Article
Saturday, May 1, 2010

The Basic Structure of the Indian Constitution

The debate on the 'basic structure' of the Constitution, lying somnolent in the archives of India's


constitutional history during the last decade of the 20th century, has reappeared in the public realm.

While setting up the National Commission to Review the Working of the Constitution (the

Commission), the National Democratic Alliance government (formed by a coalition of 24 national and

regional level parties) stated that the basic structure of the Constitution would not be tampered with.

Justice M.N. Venkatachalaiah, Chairman of the Commission, has emphasised on several occasions

that an inquiry into the basic structure of the Constitution lay beyond the scope of the Commission's

work.

Several political parties -- notably the Congress (I) and the two Communist parties which are in the

opposition -- have made it clear that the review exercise was the government's ploy to seek legitimacy

for its design to adopt radical constitutional reforms thus destroying the basic structure of the

document.

Much of the public debate has been a victim of partial amnesia as even literate circles of urban India

are unsure of the ramifications of this concept, which was hotly debated during the 1970s and 1980s.

Data listing

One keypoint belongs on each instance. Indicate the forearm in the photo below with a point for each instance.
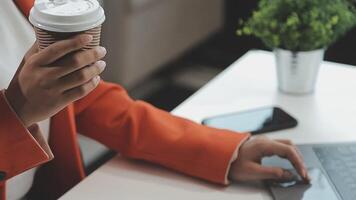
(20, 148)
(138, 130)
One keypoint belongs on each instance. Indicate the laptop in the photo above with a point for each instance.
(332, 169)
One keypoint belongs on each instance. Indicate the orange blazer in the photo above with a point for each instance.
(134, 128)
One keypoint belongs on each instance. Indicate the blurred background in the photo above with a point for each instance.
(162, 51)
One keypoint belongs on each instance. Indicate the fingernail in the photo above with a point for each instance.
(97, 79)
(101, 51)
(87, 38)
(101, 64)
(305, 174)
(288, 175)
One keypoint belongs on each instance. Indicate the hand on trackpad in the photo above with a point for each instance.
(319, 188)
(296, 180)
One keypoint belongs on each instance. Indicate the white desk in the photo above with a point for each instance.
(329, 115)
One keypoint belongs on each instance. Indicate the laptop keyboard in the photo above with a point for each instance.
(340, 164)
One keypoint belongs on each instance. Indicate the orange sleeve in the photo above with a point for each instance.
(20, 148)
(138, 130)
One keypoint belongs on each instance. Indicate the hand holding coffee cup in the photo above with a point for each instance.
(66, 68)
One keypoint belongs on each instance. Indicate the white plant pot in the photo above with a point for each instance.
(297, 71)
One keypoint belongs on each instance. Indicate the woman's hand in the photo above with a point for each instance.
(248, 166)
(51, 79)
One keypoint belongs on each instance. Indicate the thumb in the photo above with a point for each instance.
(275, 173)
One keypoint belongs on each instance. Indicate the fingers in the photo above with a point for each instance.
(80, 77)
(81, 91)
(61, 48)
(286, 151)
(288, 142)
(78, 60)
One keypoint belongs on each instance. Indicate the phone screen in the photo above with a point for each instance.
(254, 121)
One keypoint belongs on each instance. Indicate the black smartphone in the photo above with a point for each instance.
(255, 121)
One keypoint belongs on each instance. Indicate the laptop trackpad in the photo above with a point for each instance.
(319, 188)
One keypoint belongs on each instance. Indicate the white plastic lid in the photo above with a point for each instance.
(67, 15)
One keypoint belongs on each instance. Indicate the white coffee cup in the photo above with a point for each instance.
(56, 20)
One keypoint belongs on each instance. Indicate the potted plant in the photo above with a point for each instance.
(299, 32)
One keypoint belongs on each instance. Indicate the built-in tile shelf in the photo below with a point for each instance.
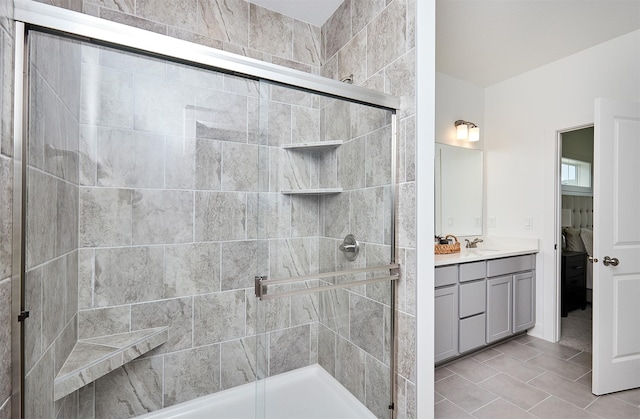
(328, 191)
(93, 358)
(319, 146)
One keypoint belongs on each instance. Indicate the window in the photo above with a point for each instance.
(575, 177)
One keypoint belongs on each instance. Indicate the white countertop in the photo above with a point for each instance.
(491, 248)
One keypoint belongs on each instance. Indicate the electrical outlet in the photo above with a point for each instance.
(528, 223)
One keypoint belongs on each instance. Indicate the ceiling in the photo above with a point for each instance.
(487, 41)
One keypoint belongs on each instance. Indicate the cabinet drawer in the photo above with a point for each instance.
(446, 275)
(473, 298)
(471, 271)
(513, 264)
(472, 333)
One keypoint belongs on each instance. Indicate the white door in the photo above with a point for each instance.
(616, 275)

Goal
Continue the article on the basic structure of the Indian Constitution, starting right after its last sentence.

Result for this exercise
The following discussion is an attempt to chart the waters of that period rendered turbulent by the

power struggle between the legislative and the judicial arms of the State.

According to the Constitution, Parliament and the state legislatures in India have the power to make

laws within their respective jurisdictions. This power is not absolute in nature. The Constitution vests

in the judiciary, the power to adjudicate upon the constitutional validity of all laws. If a law made by

Parliament or the state legislatures violates any provision of the Constitution, the Supreme Court has

the power to declare such a law invalid or ultra vires. This check notwithstanding, the founding

fathers wanted the Constitution to be an adaptable document rather than a rigid framework for

governance. Hence Parliament was invested with the power to amend the Constitution. Article 368

of the Constitution gives the impression that Parliament's amending powers are absolute and

encompass all parts of the document. But the Supreme Court has acted as a brake to the legislative

enthusiasm of Parliament ever since independence. With the intention of preserving the original

ideals envisioned by the constitution-makers, the apex court pronounced that Parliament could not

distort, damage or alter the basic features of the Constitution under the pretext of amending it. The

phrase 'basic structure' itself cannot be found in the Constitution. The Supreme Court recognised this

concept for the first time in the historic Kesavananda Bharati case in 1973.1 Ever since the Supreme

Court has been the interpreter of the Constitution and the arbiter of all amendments made by

Parliament.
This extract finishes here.